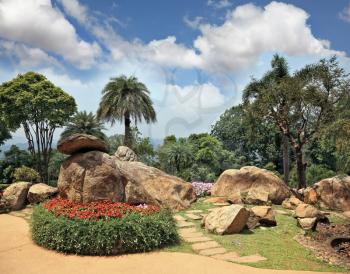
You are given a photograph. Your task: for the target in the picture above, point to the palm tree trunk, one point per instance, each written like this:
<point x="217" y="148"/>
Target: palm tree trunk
<point x="285" y="159"/>
<point x="127" y="133"/>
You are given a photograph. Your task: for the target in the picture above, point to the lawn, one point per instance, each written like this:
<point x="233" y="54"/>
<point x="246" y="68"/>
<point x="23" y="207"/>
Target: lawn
<point x="275" y="243"/>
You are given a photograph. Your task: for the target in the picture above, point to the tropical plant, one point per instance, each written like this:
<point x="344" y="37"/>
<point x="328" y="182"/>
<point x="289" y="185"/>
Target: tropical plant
<point x="126" y="99"/>
<point x="32" y="102"/>
<point x="26" y="174"/>
<point x="84" y="122"/>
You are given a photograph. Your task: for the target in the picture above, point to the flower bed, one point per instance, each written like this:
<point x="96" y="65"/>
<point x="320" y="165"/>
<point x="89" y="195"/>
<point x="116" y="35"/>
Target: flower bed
<point x="102" y="228"/>
<point x="202" y="189"/>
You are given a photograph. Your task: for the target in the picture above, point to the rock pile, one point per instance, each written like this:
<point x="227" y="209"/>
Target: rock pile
<point x="90" y="174"/>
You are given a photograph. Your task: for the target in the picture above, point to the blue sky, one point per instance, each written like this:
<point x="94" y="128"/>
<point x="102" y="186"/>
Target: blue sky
<point x="194" y="56"/>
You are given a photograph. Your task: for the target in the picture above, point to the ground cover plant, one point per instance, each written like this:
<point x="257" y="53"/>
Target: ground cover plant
<point x="102" y="228"/>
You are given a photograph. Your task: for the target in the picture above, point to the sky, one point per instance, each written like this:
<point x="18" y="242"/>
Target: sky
<point x="194" y="56"/>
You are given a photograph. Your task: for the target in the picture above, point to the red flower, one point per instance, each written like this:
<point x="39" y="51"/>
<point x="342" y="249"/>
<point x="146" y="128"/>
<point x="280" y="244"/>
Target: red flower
<point x="95" y="210"/>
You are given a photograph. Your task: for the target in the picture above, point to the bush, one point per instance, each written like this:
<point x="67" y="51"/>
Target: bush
<point x="26" y="174"/>
<point x="133" y="232"/>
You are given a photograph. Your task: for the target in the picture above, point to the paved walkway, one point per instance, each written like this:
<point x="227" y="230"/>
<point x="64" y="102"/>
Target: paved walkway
<point x="18" y="254"/>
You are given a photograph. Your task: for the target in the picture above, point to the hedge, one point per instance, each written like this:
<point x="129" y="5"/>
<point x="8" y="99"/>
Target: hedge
<point x="132" y="233"/>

> [The request]
Reproduce all of the material above word for word, leaving out the picture.

> [Answer for this exercise]
You are given a photograph. Your task: for the target in the picture above, point to the palm tree trunk, one point per instance, each written like this:
<point x="217" y="148"/>
Target: palm tree trunk
<point x="285" y="159"/>
<point x="127" y="133"/>
You are given a photograph. Your task: for the target in the picture above, point to the lawn, one point per instance, each written like this:
<point x="233" y="54"/>
<point x="246" y="68"/>
<point x="23" y="207"/>
Target: lawn
<point x="275" y="243"/>
You are given a photograph. Your task: for the target in the picture above, point to the tropical plant, one point per instance, each written like this:
<point x="344" y="37"/>
<point x="328" y="182"/>
<point x="289" y="185"/>
Target: tropical plant
<point x="126" y="99"/>
<point x="32" y="102"/>
<point x="26" y="174"/>
<point x="84" y="122"/>
You are given a photograph. Your task: for the target in the picture above, point to the flower bed, one point per instance, each written like this:
<point x="96" y="65"/>
<point x="320" y="165"/>
<point x="89" y="195"/>
<point x="116" y="35"/>
Target: flower bed
<point x="102" y="228"/>
<point x="202" y="189"/>
You are given a photograph. Your task: for the target in the picture above, point to the rock pile, one point per instance, each written like this:
<point x="227" y="209"/>
Target: rock pile
<point x="90" y="174"/>
You are given a photograph. Your task: for the target in the picture above, point to the blue sky, one point per instance, each written like this:
<point x="94" y="128"/>
<point x="102" y="186"/>
Target: blue sky
<point x="194" y="56"/>
You are given a photograph. Your task: for the target in the picture above, point to the ground cover plant, one point per instance, each written like this:
<point x="257" y="53"/>
Target: ground cover plant
<point x="102" y="228"/>
You are given a photograph. Your task: for the target in the picture above, point to the sky, one point per instance, each written like this:
<point x="18" y="242"/>
Target: sky
<point x="194" y="56"/>
You are given a photograph. Your task: for the target in the picture above, point to the red flower, one point per instance, each written like this:
<point x="39" y="51"/>
<point x="342" y="249"/>
<point x="146" y="128"/>
<point x="280" y="244"/>
Target: red flower
<point x="95" y="210"/>
You are given a photograph. Your task: for the target in the picture above, point to the bush, one point per instance, each written like this:
<point x="67" y="51"/>
Target: bush
<point x="26" y="174"/>
<point x="133" y="232"/>
You are given a photograph. Your task: for the target in the picture above, point to the paved walkway, one point per instance, each written like this:
<point x="227" y="230"/>
<point x="64" y="102"/>
Target: paved walkway
<point x="18" y="254"/>
You are given a photograph. Your task: for the target in the picture above, point to the hedge, one point per instance, each written like this:
<point x="129" y="5"/>
<point x="8" y="99"/>
Target: hedge
<point x="132" y="233"/>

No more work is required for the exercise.